Directions:
- a) List every author named in the citation of the breast carcinoma study abstract.
- b) According to the breast carcinoma study abstract, during which years were the analyzed mastectomies performed?
- c) Write out part of the breast carcinoma study abstract word for word. Begin at the words "Background - Breast-conserving" and stop after "1997 and 2009.".

Predictors of Nipple–Areolar Complex Involvement by Breast Carcinoma: Histopathologic Analysis of 787 Consecutive Therapeutic Mastectomy Specimens
Wang, J., Xiao, X., Iqbal, N., Baxter, L., Skinner, K. A., Hicks, D. G., ... Tang, P. (2012). Predictors of Nipple–Areolar Complex Involvement by Breast Carcinoma: Histopathologic Analysis of 787 Consecutive Therapeutic Mastectomy Specimens. Annals of Surgical Oncology, 19(4), 1174-1180.
Background - Breast-conserving therapy (BCT) is an accepted therapeutic option for most breast cancer patients. However, mastectomy is still performed in 30–50% of patients undergoing surgeries. There is increasing interest in preservation of the nipple and/or areola in hopes of achieving improved cosmetic and functional outcomes; however, the oncologic safety of nipple–areolar complex (NAC) preservation is a major concern. We sought to identify the predictive factors for NAC involvement in breast cancer patients.
Methods - We analyzed the rates and types of NAC involvement by breast carcinoma, and its association with other clinicopathologic features of the tumors in 787 consecutive therapeutic mastectomies performed at our institution between 1997 and 2009.

Dataset excerpts:
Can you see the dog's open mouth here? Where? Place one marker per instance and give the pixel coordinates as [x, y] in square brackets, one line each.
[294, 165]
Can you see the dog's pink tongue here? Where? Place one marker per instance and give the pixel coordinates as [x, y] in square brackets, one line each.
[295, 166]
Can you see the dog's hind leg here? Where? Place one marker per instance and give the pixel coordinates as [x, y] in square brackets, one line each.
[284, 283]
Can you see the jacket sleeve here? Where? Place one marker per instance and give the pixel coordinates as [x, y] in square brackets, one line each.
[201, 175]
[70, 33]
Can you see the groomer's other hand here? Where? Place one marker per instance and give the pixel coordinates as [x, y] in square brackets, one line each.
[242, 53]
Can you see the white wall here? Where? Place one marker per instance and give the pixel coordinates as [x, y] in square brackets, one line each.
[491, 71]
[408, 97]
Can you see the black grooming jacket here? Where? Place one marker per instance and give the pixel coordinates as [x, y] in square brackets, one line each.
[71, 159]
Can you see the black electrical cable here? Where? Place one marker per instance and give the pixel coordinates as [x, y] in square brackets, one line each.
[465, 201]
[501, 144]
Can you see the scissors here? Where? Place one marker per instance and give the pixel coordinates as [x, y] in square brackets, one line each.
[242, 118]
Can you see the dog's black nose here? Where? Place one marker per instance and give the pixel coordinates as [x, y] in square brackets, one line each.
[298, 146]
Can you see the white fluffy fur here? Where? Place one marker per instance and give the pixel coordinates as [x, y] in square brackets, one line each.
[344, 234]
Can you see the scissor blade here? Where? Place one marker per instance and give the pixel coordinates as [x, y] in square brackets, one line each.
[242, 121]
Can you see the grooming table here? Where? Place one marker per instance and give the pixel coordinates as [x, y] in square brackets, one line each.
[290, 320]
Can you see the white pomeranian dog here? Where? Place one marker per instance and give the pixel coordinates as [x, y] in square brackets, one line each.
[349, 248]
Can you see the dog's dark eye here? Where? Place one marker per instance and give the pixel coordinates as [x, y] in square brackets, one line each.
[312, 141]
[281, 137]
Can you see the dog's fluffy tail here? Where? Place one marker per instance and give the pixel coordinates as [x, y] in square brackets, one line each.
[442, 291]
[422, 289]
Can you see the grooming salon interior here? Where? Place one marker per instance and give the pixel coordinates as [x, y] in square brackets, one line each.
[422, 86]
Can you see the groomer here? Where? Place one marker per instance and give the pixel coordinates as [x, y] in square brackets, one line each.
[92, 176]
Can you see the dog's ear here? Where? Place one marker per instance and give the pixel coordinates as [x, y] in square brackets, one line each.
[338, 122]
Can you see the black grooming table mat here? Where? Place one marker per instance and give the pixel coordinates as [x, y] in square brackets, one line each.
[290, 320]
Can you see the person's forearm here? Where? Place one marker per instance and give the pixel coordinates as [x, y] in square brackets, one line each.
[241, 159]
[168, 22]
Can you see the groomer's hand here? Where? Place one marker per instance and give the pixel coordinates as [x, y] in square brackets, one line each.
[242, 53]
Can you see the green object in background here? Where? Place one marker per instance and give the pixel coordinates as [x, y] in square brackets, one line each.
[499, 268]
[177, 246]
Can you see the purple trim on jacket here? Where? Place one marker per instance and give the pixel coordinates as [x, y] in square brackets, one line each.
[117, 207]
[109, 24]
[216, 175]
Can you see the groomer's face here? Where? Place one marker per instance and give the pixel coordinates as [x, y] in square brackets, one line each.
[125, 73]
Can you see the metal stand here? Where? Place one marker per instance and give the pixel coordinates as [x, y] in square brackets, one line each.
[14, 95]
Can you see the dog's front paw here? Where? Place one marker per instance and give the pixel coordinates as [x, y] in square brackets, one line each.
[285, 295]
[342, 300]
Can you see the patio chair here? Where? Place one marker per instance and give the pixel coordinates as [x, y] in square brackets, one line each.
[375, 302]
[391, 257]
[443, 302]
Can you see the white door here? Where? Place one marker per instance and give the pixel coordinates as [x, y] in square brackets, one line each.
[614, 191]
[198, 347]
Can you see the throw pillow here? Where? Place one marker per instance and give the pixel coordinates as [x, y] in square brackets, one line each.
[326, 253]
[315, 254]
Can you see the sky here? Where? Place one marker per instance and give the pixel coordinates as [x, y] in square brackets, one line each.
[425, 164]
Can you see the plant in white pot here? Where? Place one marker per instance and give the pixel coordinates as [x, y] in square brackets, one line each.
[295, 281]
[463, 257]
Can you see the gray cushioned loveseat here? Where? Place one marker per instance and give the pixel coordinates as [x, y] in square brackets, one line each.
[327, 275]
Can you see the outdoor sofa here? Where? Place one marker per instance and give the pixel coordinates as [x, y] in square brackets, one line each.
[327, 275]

Response list:
- a) Wang, J.; Xiao, X.; Iqbal, N.; Baxter, L.; Skinner, K. A.; Hicks, D. G.; Tang, P.

- b) Between 1997 and 2009.

- c)
Background - Breast-conserving therapy (BCT) is an accepted therapeutic option for most breast cancer patients. However, mastectomy is still performed in 30–50% of patients undergoing surgeries. There is increasing interest in preservation of the nipple and/or areola in hopes of achieving improved cosmetic and functional outcomes; however, the oncologic safety of nipple–areolar complex (NAC) preservation is a major concern. We sought to identify the predictive factors for NAC involvement in breast cancer patients.
Methods - We analyzed the rates and types of NAC involvement by breast carcinoma, and its association with other clinicopathologic features of the tumors in 787 consecutive therapeutic mastectomies performed at our institution between 1997 and 2009.